- **Task objective**:
Set down all of the records exactly.
+--
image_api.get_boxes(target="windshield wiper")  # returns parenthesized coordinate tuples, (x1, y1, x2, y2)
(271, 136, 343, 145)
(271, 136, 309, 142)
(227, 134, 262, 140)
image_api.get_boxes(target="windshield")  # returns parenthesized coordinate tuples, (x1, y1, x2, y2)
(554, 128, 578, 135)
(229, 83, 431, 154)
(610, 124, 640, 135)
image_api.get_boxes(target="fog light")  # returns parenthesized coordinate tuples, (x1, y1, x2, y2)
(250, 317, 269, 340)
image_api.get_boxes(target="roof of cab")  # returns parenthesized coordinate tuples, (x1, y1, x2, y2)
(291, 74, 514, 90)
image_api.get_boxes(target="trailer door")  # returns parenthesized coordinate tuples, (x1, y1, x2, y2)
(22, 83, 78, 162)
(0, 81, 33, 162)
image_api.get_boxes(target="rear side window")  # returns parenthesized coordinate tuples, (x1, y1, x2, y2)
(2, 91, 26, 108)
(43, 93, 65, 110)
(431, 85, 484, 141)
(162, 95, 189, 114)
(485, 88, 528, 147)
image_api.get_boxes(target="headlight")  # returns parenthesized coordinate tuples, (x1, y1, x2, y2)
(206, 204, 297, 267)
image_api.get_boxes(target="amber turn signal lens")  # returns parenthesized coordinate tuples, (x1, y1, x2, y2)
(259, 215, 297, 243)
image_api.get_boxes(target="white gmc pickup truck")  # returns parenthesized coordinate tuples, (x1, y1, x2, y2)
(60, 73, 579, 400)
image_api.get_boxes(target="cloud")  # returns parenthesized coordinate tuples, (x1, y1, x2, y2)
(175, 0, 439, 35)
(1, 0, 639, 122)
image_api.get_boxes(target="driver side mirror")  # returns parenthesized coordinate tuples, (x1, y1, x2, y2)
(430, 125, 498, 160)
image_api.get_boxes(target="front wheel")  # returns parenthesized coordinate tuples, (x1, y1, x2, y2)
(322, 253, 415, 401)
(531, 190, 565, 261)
+--
- **Task answer**:
image_api.get_boxes(target="windshield wiper")  # returns parenthesized coordinate tuples, (x1, y1, x2, y2)
(271, 136, 343, 145)
(271, 136, 309, 142)
(227, 134, 262, 140)
image_api.get_boxes(target="windshield")  # returns parenthesized coordinate tuples, (x1, y1, x2, y2)
(554, 128, 578, 135)
(229, 83, 431, 154)
(610, 124, 640, 135)
image_api.get_boxes(target="fog light")  # returns parenthesized coordinate tuples, (x1, y1, x2, y2)
(250, 317, 269, 340)
image_api.get_boxes(target="roof of cab")  # returns parenthesized coordinate tuples, (x1, y1, x2, y2)
(291, 74, 514, 90)
image_api.get_boxes(target="trailer door")  # returns parenthesized coordinate tuples, (x1, y1, x2, y2)
(22, 83, 78, 162)
(0, 81, 33, 162)
image_api.get_boxes(target="rear side window")  # returns parenthesized coordinate tuples, (x1, y1, x2, y2)
(2, 91, 26, 108)
(43, 93, 65, 110)
(431, 85, 484, 141)
(162, 95, 189, 114)
(485, 88, 528, 147)
image_api.get_boxes(target="headlight")  # returns parenthesized coordinate tuples, (x1, y1, x2, y2)
(206, 204, 297, 267)
image_api.get_boxes(target="amber turn signal lens")  # returns parenthesized coordinate tuples, (x1, y1, x2, y2)
(259, 215, 297, 243)
image_api.get_boxes(target="white gmc pickup truck")  # returns parenthesized coordinate tuples, (x1, y1, x2, y2)
(60, 73, 579, 400)
image_api.get_boxes(target="cloud")  # returns parenthesized coordinate tuples, (x1, y1, x2, y2)
(175, 0, 439, 35)
(1, 0, 639, 122)
image_api.get_boxes(target="driver side mirror")  # returns parenthesized coordinate tuples, (x1, y1, x2, y2)
(430, 125, 498, 160)
image_api.get_boxes(target="front wheel")  # returns parenthesized coordinate tuples, (x1, y1, x2, y2)
(322, 253, 415, 401)
(531, 190, 565, 261)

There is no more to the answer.